# [EXTRACTED TEXT]
□ □ □

Pre-RFC: Gradual Transition of NixOS x86_64 Baseline to x86-64-v3 with an Intermediate Step to x86-64-v2

1 Like

TL;DR Ubuntu is looking into this topic aswell and have come to the same conclusion as we have: There is no reliable data on the performance benefit and we need actual real-world people to test their workloads on real systems to find out.

2 Likes

My router is firewall appliance with a Celeron J3060 running NixOS. I could set up a builder if the change is made, but I’d really prefer not to have to do that.

2 Likes

Phoronix has a decent set of benchmarks on Ubuntu’s experimental x86_64-v3 ISO:

Summary:

The Ubuntu x86-64-v3 performance benefits overall were typically small but consistent. In some workloads the x86-64-v3 applications obtained from the archive could be a great deal faster but ultimately it comes down to a subset of software that will really benefit.

2 Likes

Now Fedora is looking into providing optimized packages too.

3 Likes

RHEL 10 will also go for it, apparently: https://developers.redhat.com/articles/2024/01/02/exploring-x86-64-v3-red-hat-enterprise-linux-10

But note that distros with very long support cycles (5–10 years) can be more aggressive about this than e.g. NixOS/NixPkgs, as just after several months you’d be left without compatible binaries on any maintained version.

1 Like

From the Fedora 40 announcement:

Systemd will be modified to insert the additional directories into the $PATH environment variable (affecting all programs on the system) and the equivalent internal mechanism in systemd (affecting what executables are used by services). Individual packages can provide optimized libraries via the glibc-hwcaps mechanism and optimized executables via the extended search path.

This is an interesting workaround for the “doesn’t work with static executables” limitation of glibc-hwcaps that we should be able to trivially replicate.

1 Like

tbf we could also do that but just announce the changes now and implement them 5 years later (eg announcing a v2 baseline this year and then actually implementing the baseline in 2029)

I’m afraid I fail too see an advantage in announcing such a thing years in advance.

Providing specific packages that make good use of the optimizations would be valuable for saving build time and storage space. However, being Nix, it’s already possible to build packages for specific CPU micro-architectures. This prevents using the cache as would be expected, but it’s also just really confusing to use, and depending on how you do it, it could involve rebuilding everything all the way down to the bootstrap tools just to optimize one package.

Before changing the default, I’d suggest we make it easier for users to select which micro-architecture or level to build for to apply to individual packages. If the package in question is a library, then dependant packages could use it with overlays, though this would also require rebuilding those dependent packages.

Another advantage we have being Nix is that changing the default does not mean completely dropping support. Much like how you can already set a micro-architecture higher than the baseline, increasing the baseline should still allow using older hardware at the cost of specifying so explicitly and less ability to use the caches. Assuming we can actually make setting the micro-architecture simple enough so people would actually understand how to do it, we could just say to do so in case one has older hardware. They’d need to compile manually, but it should be possible for Hydra to build at least stdenv for multiple micro-architectures, even if not all of nixpkgs.

□ □ □

# [TASKS TO CARRY OUT]
a – Format every line of the entries below as a JSON list of strings, one string per line, and leave out blank lines.
b – Resume the forum thread on raising the NixOS x86-64 baseline, starting after its last sentence.
The thread and the entries have nothing to do with each other.

# [DATA IN THIS EXERCISE]
□ □ □

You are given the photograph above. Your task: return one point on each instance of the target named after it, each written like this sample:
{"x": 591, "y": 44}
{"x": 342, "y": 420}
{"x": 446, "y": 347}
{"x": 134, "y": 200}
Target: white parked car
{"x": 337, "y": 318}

□ □ □

# [ANSWER LIST]
a –
[
  "You are given the photograph above. Your task: return one point on each instance of the target named after it, each written like this sample:",
  "{\"x\": 591, \"y\": 44}",
  "{\"x\": 342, \"y\": 420}",
  "{\"x\": 446, \"y\": 347}",
  "{\"x\": 134, \"y\": 200}",
  "Target: white parked car",
  "{\"x\": 337, \"y\": 318}"
]

b –
TLDR: Increasing the baseline isn’t a compatibility problem for us like it is with other distros, but rather a documentation problem.

Also, Nixpkgs will simply deny v4 optimizations when using GCC 12, which is the default on unstable right now. Staging has updated to GCC 13, but it could be some time before that propogates to other channels.

1 Like

There’s rarely such a thing as “optimising one package”. The vast majority of packages use libraries for much (if not most) of their work. This means these libraries also influence the package’s performance.

I.e. optimising ffmpeg would likely gain very little (if any) vorbis encoding performance because ffmpeg uses a dedicated library for the performance-critical part of that.

*no ability to use the caches.

You likely wouldn’t even be able to boot an installer ISO on an unsupported CPU.

Raising the default baseline will exclude the majority of users of then-unsupported hardware. There’s no way around it.

Just the stdenv wouldn’t really help anyone. If you’re going to be building your average desktop closure, having the stdenv cached or not doesn’t make a huge difference.

Suffice to say, this is not a feasible option if you want users of then-unsupported hardware to still be able to reasonably use NixOS. Especially considering their hardware likely being highly unsuited for compiling modern software.

If anyone should be building their own packages, it’s the users of powerful modern CPUs who need the handful of % mean improvement for …what reason exactly?


Anyhow, I think it’s reasonably well established that:

  • There is a point to this. With v3, the increase is small and highly package dependant but it’s there, it’s real and likely desirable, especially for those few packages.
  • There are many users who would be effectively excluded from using the distro were the baseline raised to v3 and even some who would be excluded by v2.
  • We’re can have our cake and eat it too at the expense of a closure size increase (how much?) using glibc-hwcaps in addition to the $PATH workaround for the executables themselves.

The next step is to build code infrastructure for glibc-hwcaps usage and use it on packages&libraries that benefit.
Until that is done and well established, I think we can pause any discussion on raising the baseline.

7 Likes

Would this change only apply to Linux or also include Darwin?

Darwin has two levels of support:

  • x86_64: Implies SSE3 but not necessarily SSE4.2.
  • x86_64h: This appears equivalent to x86-64-v3. It targets Haswell CPUs or newer.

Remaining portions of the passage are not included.